TEXTE DE LA PAGE:
Frères et sœurs, nous allons, je l’espère, être nombreux à être guéris ce matin d’une bien étrange maladie. Il ne s’agit non pas d’un virus contagieux, mais d’une sorte de surdité partielle dont les symptômes sont les suivants. A l’audition d’un passage biblique, dès que certains mots clefs sont associés au nom de Dieu, tels que colère, vengeance ou même justice, nos oreilles se font tout-à-coup « sélectives ». C’est pour ainsi dire chez beaucoup d’entre nous de l’ordre du réflexe. Notre intelligence percevant ces mots comme une atteinte à l’idée même de Dieu – un Dieu bon ne peut pas être un Dieu vengeur – on en vient à devenir systématiquement étanche à toute une partie de l’Écriture sainte.
Hors dans l’Écriture, Il n’y a pas de textes qui seraient moins inspirés que d’autres, surtout parmi ceux de l’Ancien Testament, si bien que l’on pourrait « faire la sourde oreille » sans manquer à l’essentiel. Dans la Bible, tout est à recevoir comme Parole de Dieu, même et surtout ce qui peut heurter nos oreilles. Pour cela, il faut laisser Dieu lui-même ouvrir ce matin nos oreilles et par suite nos intelligences à sa Parole.
« Voici votre Dieu, c’est la vengeance qui vient, la revanche de Dieu… ». Cette prophétie d’Isaïe proclamée aujourd’hui en première lecture, il nous faut l’entendre jusqu’au bout, même si certains de ses mots gênent nos oreilles et rebutent notre intelligence. Pour guérir de cette surdité partielle qui nous prive des richesses de l’Écriture, notre esprit doit supporter pour un temps l’inconfort d’être déstabilisé par la Parole, comme le sourd-muet de l’Évangile fut guéri en souffrant pour un temps que le Christ lui introduisit les doigts dans les oreilles. Cela n’avait rien d’agréable pour le sourd, mais c’était nécessaire à sa guérison. La Parole n’est pas toujours douce à nos oreilles, mais il nous faut l’entendre.
La Parole en Isaïe nous dit aujourd’hui que le temps de la vengeance de Dieu arrive. Maintenons les oreilles ouvertes, malgré la gêne. « Voici votre Dieu, c’est la vengeance qui vient, la revanche de Dieu. Il vient lui-même et va vous sauver. » Et voici notre attention récompensée et notre intelligence illuminée par la richesse inouïe de la Parole. Cette vengeance divine qui vient, cette revanche, ce n’est rien d’autre que le salut de Dieu.
Vengeance et salut. Il y a là un rapprochement de mots qui choque notre sensibilité. Et pourtant, malgré le caractère antinomique de ces termes, il y a pour nous une vérité à entendre. Dieu a choisi le choc des mots pour révéler un de ses traits de caractère. Le vocable de la vengeance ou de la colère nous dit l’intensité de l’amour divin pour nous. Dieu ne peut se résoudre à voir l’injustice et le mal accabler ses enfants. Pour reprendre les mots du prophète Osée, quand l’homme s’éloigne de Dieu pour suivre son péché, Dieu devient comme un lion, comme un léopard aux aguets, comme une ourse privée de ses petits, prête à fondre sur sa proie pour récupérer ce qui lui appartient. (Os 13, 7-8)

DONNÉES SOURCES:
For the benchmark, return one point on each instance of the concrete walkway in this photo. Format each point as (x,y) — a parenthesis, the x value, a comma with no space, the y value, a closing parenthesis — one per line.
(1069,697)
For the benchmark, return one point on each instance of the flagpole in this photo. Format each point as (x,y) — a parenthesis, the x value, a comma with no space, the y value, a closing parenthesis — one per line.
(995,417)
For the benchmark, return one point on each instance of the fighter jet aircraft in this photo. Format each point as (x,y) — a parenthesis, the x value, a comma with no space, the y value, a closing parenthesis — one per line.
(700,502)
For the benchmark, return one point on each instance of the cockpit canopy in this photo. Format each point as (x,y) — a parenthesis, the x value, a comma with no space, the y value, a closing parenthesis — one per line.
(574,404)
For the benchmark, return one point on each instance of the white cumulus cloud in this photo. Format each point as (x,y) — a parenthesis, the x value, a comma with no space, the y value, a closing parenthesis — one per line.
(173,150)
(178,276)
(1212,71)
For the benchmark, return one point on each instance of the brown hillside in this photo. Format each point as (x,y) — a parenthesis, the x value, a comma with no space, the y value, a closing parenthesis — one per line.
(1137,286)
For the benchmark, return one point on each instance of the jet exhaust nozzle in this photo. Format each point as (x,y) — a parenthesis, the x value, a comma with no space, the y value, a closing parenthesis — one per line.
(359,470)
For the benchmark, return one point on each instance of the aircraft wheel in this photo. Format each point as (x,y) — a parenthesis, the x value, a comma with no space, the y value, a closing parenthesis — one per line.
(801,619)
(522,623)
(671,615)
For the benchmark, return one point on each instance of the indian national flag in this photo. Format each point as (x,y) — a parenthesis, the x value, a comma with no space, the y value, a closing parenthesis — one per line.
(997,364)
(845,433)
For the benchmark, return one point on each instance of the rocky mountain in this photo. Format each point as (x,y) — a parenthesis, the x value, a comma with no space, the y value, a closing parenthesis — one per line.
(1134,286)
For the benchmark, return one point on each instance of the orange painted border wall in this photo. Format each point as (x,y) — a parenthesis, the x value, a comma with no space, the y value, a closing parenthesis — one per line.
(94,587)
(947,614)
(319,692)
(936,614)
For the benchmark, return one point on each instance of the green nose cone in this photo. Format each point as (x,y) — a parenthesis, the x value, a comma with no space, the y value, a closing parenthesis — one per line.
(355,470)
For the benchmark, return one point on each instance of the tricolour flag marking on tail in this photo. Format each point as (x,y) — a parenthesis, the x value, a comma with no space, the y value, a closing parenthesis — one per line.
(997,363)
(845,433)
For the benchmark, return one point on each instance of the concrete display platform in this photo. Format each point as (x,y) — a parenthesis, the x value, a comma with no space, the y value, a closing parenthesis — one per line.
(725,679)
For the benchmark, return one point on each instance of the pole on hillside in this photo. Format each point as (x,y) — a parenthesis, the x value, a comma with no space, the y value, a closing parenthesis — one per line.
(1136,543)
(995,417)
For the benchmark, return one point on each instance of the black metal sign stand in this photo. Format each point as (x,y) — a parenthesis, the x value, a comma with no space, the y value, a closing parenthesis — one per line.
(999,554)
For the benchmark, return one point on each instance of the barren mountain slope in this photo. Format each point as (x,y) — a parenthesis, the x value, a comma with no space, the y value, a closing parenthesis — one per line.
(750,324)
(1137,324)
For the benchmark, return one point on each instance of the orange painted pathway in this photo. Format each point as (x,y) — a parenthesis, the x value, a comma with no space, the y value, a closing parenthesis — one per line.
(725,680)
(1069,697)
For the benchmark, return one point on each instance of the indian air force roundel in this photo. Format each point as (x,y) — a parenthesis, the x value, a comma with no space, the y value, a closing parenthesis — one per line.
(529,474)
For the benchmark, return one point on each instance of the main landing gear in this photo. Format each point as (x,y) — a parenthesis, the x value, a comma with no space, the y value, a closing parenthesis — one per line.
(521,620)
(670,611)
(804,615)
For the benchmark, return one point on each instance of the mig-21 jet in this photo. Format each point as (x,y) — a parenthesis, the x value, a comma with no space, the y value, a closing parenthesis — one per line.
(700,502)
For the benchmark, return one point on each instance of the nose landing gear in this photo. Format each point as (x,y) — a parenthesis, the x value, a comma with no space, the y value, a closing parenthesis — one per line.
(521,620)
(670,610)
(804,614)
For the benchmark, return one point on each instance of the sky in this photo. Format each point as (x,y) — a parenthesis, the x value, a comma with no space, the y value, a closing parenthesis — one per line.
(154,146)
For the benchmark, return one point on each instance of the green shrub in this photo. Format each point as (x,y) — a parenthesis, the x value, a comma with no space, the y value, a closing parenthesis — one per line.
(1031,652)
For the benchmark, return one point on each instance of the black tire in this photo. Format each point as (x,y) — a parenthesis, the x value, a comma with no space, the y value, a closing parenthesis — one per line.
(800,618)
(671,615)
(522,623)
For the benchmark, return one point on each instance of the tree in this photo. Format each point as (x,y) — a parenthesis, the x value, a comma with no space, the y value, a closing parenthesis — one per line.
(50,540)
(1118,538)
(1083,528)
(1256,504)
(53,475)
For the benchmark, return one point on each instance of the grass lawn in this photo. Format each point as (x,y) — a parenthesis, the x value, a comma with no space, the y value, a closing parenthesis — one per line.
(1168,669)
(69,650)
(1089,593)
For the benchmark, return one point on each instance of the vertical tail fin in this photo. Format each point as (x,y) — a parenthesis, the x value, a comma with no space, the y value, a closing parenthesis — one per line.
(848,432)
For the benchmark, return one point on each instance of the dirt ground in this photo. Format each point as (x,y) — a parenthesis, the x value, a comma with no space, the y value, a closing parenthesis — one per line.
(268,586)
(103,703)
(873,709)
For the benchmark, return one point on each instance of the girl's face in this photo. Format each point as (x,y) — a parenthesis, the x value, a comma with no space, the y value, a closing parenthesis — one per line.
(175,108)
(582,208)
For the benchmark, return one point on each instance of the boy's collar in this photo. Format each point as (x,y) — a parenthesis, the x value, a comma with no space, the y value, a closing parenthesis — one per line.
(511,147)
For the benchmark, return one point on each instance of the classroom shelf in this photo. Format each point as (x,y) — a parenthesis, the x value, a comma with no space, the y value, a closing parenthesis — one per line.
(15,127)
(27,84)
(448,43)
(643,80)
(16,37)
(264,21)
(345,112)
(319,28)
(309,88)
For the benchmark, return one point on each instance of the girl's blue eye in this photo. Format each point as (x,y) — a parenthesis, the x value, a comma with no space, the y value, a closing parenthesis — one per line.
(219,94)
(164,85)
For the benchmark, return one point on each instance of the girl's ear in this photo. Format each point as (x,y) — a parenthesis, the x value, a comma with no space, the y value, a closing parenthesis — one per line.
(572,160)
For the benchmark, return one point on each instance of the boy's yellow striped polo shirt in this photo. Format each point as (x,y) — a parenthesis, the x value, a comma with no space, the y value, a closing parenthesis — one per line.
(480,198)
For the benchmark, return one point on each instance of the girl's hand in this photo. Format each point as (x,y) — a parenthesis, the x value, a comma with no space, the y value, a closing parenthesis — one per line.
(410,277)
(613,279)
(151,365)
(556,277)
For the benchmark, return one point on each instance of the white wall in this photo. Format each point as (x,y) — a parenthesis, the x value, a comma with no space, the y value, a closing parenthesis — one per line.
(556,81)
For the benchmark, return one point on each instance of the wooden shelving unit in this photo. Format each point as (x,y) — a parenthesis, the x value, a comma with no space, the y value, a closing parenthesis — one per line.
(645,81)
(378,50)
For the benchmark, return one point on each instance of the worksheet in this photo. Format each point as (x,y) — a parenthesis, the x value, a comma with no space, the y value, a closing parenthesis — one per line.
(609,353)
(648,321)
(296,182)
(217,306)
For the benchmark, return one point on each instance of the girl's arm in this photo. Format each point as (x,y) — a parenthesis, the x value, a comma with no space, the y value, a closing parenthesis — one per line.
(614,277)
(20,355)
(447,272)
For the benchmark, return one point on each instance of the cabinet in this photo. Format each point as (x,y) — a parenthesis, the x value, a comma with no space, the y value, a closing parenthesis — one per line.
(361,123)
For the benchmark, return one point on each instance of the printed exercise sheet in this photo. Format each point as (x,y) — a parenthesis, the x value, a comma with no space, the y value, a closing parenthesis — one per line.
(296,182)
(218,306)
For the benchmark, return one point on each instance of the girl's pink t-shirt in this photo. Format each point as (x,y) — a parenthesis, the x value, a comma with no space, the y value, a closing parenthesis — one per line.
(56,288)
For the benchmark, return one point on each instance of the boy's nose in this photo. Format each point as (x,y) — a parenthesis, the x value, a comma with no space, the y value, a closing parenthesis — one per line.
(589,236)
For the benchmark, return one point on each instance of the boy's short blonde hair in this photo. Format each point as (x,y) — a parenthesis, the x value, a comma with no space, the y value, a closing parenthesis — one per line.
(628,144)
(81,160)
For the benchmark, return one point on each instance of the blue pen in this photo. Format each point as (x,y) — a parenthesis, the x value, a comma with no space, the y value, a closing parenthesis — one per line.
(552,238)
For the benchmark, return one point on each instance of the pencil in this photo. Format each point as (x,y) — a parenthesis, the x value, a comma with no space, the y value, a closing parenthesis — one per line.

EXERCICES:
a. Reformulez sous forme de liste le paragraphe de l'homélie qui commence par « Vengeance et salut. », en gardant ses faits principaux.
b. Citez le passage de l'homélie qui commence par « Vengeance et salut. » et se poursuit jusqu'à « (Os 13, 7-8) ».
c. D'après l'homélie, les affirmations suivantes sont-elles exactes ? Répondez par oui ou par non, en citant les mots du texte qui permettent de trancher.
(i) La guérison du sourd-muet de l'Évangile s'est faite sans aucun désagrément pour lui.
(ii) La vengeance divine annoncée par Isaïe n'est rien d'autre que le salut de Dieu.
(iii) Certains textes de l'Ancien Testament sont moins inspirés que d'autres.
Les lignes forment un matériau à part, indépendant de l'homélie.

CORRIGÉ:
a.
- Le rapprochement des mots « vengeance » et « salut » choque notre sensibilité.
- Malgré leur caractère opposé, ces termes contiennent une vérité à entendre.
- Dieu a choisi le choc des mots pour révéler un de ses traits de caractère.
- Le vocabulaire de la vengeance ou de la colère dit l'intensité de l'amour divin pour nous.
- Dieu ne peut se résoudre à voir l'injustice et le mal accabler ses enfants.
- Selon le prophète Osée (Os 13, 7-8), quand l'homme s'éloigne de Dieu pour suivre son péché, Dieu devient comme un lion, un léopard aux aguets ou une ourse privée de ses petits, prête à fondre sur sa proie pour récupérer ce qui lui appartient.

b.
Vengeance et salut. Il y a là un rapprochement de mots qui choque notre sensibilité. Et pourtant, malgré le caractère antinomique de ces termes, il y a pour nous une vérité à entendre. Dieu a choisi le choc des mots pour révéler un de ses traits de caractère. Le vocable de la vengeance ou de la colère nous dit l’intensité de l’amour divin pour nous. Dieu ne peut se résoudre à voir l’injustice et le mal accabler ses enfants. Pour reprendre les mots du prophète Osée, quand l’homme s’éloigne de Dieu pour suivre son péché, Dieu devient comme un lion, comme un léopard aux aguets, comme une ourse privée de ses petits, prête à fondre sur sa proie pour récupérer ce qui lui appartient. (Os 13, 7-8)

c.
(i) Non : « Cela n’avait rien d’agréable pour le sourd, mais c’était nécessaire à sa guérison. »
(ii) Oui : « Cette vengeance divine qui vient, cette revanche, ce n’est rien d’autre que le salut de Dieu. »
(iii) Non : « Il n’y a pas de textes qui seraient moins inspirés que d’autres »